- **Prompt**
When responding, copy every record below exactly as it appears.

- **Material provided**
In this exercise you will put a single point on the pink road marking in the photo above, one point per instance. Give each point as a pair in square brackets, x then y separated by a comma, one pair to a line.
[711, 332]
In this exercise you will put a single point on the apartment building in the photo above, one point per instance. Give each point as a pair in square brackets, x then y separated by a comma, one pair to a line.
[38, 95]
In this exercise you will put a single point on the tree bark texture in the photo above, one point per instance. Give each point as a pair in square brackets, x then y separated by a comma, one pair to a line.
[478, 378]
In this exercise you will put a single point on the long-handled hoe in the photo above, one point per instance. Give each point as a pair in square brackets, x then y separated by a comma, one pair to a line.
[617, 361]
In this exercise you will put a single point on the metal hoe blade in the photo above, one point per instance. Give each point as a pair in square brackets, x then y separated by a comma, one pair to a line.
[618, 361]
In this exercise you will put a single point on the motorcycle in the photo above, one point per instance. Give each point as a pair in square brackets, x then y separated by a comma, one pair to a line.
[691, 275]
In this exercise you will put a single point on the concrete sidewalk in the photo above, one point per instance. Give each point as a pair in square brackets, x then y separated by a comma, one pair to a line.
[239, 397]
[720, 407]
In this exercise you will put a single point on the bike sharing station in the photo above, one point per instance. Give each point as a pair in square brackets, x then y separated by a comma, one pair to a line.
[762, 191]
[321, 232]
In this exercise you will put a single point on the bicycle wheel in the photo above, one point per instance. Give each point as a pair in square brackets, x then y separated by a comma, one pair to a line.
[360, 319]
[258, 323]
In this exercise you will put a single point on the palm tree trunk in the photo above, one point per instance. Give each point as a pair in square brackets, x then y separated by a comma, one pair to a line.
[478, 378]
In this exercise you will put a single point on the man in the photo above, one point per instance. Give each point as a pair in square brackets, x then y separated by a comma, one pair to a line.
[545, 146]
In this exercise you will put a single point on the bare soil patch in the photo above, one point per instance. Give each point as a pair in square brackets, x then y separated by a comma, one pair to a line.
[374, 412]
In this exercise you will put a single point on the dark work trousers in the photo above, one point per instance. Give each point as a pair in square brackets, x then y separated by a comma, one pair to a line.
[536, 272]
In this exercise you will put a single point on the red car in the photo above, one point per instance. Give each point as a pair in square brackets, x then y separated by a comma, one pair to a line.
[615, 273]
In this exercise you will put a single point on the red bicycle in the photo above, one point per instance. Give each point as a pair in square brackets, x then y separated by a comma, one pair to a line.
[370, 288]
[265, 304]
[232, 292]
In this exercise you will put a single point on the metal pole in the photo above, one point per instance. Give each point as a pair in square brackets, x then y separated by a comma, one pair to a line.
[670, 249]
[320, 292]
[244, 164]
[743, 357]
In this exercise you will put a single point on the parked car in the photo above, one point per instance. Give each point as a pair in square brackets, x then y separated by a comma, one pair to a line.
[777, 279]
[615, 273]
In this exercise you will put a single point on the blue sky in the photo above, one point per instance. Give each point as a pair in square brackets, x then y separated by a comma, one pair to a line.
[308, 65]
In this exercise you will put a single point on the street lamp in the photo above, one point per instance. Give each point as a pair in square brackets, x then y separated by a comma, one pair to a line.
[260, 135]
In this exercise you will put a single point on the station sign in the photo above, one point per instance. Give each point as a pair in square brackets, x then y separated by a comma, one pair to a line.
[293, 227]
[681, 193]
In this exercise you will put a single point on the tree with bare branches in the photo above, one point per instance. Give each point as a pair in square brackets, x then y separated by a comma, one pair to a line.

- **Solved exercise**
In this exercise you will put a single point on the pink road marking in the photo above, one point per instance. Give each point as a pair in square brackets, x then y separated by a comma, one pair to a line.
[711, 332]
In this exercise you will put a single point on the apartment building in the photo above, one point per instance. Give each point as a pair in square brackets, x then y separated by a comma, one pair to a line.
[38, 95]
In this exercise you will put a single point on the tree bark texture in the photo above, one point per instance. Give each point as a pair in square brackets, x then y separated by a comma, one pair to a line.
[478, 378]
In this exercise you will put a single point on the long-handled hoe in the photo above, one point per instance. Give each point as a pair in square brackets, x then y separated by a comma, one pair to a line.
[617, 361]
In this exercise you will put a single point on the metal hoe blade in the photo above, one point per instance. Give each point as a pair in square brackets, x then y separated by a comma, one pair to a line.
[618, 361]
In this exercise you will put a single point on the motorcycle in the photo above, one point per instance. Give each point as a pair in square brackets, x then y separated by a comma, one pair to a line.
[691, 275]
In this exercise you will put a single point on the concrete sidewalk in the photo above, one point per instance. Give each point as a pair in square brackets, x then y separated by a comma, one pair to a line.
[239, 397]
[720, 407]
In this exercise you will put a single point on the bike sharing station in the photo above, one point per instance. Give each point as a pair in square brackets, x then y separated by a comma, one pair to a line.
[762, 191]
[321, 232]
In this exercise you will put a single point on the bicycle wheel in the photo above, one point per instance. Give each point as a pair in square brackets, x then y separated by a comma, one pair to a line.
[360, 319]
[258, 323]
In this exercise you will put a single point on the palm tree trunk in the photo above, one point per instance. Give each point as a pair in square brackets, x then y separated by a comma, one pair to a line.
[478, 378]
In this exercise you will put a single point on the man in the photo above, one point per instance. Give each point as a pair in square brackets, x then y separated by a comma, one pair to a line.
[545, 146]
In this exercise you will put a single point on the bare soil patch in the photo above, one point per instance. Give each point as a pair in square brackets, x then y separated by a comma, one pair to a line.
[374, 412]
In this exercise you will put a single point on the dark work trousers in the photo above, one point per instance. Give each point as a pair in square brackets, x then y separated by a comma, one pair to a line.
[536, 272]
In this exercise you will put a single point on the red car in the photo above, one point per instance. Give each point as a pair in square brackets, x then y separated by a comma, one pair to a line.
[615, 273]
In this exercise you will put a single point on the red bicycle in the photo above, one point per instance. Give each point as a pair in square brackets, x then y separated by a comma, one pair to a line.
[370, 288]
[265, 304]
[232, 292]
In this exercise you will put a single point on the metal pole in the photo above, one point per instance. Give each point as a pair in square brackets, x then y separated by a comma, one pair to a line.
[670, 249]
[320, 292]
[244, 164]
[743, 357]
In this exercise you will put a single point on the parked car in the photo above, one point per instance. Give each point as a pair in square brackets, x then y separated by a comma, one pair to a line.
[777, 279]
[615, 273]
In this exercise you will put a single point on the blue sky in the photo above, one point per instance. Give each point as a pair in square brackets, x then y separated by a comma, one pair to a line.
[308, 65]
In this exercise you will put a single point on the street lamp in the photo above, one point per instance. Give each point as a pair in square brackets, x then y separated by a comma, one pair to a line.
[260, 135]
In this exercise you will put a single point on the station sign in the photo above, one point per instance. Give each point as a pair in square brackets, x then y separated by a comma, one pair to a line.
[293, 227]
[681, 193]
In this exercise you will put a single point on the tree with bare branches in the photo above, one point per instance. Give each point as a pair in square brackets, x then y separated by a comma, one pair to a line.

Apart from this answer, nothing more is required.